→ Task instructions
Report all lines in the records that hold the string "Sample".
╭─ Exercise materials
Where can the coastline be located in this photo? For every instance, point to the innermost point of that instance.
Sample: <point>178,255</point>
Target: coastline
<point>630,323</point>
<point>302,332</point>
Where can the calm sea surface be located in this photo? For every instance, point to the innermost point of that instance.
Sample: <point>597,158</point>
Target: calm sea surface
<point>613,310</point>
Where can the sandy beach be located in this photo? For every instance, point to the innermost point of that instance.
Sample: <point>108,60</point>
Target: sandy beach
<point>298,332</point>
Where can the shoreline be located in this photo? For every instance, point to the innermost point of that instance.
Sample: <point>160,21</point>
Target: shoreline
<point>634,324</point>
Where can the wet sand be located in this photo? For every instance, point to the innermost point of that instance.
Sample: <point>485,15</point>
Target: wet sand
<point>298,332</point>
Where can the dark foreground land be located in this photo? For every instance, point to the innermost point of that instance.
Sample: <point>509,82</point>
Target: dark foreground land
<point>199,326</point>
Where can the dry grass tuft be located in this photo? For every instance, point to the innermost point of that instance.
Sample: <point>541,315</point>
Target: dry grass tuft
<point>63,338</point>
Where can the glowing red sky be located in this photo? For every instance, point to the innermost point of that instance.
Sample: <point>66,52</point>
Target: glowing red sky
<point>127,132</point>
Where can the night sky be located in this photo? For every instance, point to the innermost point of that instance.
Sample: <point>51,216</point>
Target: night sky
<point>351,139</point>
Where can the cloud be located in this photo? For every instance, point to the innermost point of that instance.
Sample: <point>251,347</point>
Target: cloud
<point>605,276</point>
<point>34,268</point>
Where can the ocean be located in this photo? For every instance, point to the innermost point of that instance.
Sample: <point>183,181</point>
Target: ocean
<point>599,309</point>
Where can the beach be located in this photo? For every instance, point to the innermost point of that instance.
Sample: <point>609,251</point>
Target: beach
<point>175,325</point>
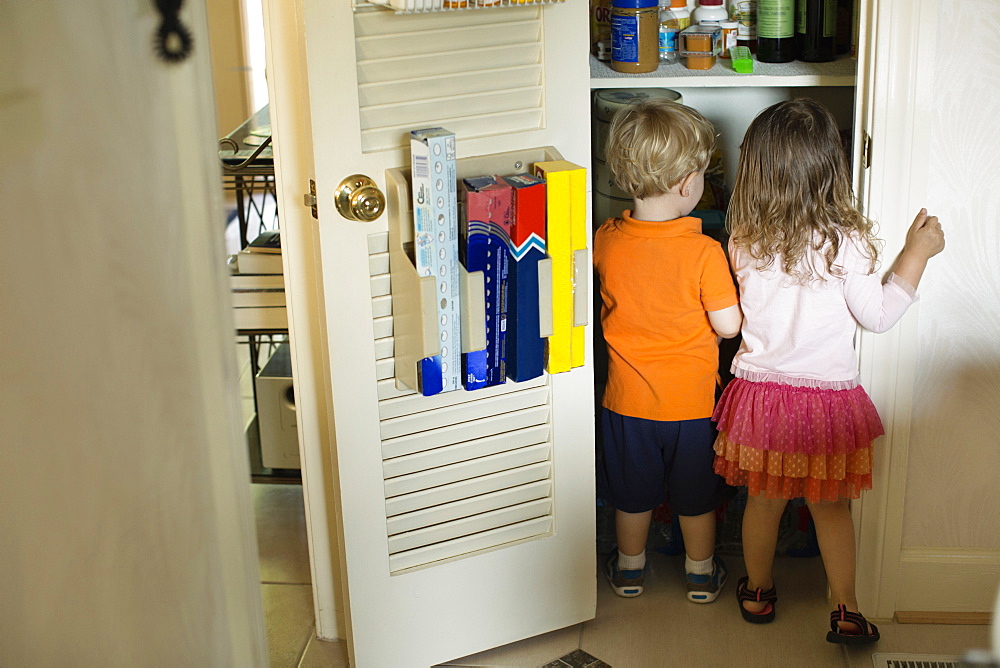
╰─
→ Answer area
Sample: <point>178,255</point>
Sample: <point>597,158</point>
Sample: <point>108,60</point>
Sample: <point>160,21</point>
Sample: <point>485,15</point>
Sample: <point>509,82</point>
Sample: <point>541,315</point>
Sample: <point>66,52</point>
Sample: <point>51,216</point>
Sample: <point>251,347</point>
Sample: <point>183,181</point>
Sample: <point>609,251</point>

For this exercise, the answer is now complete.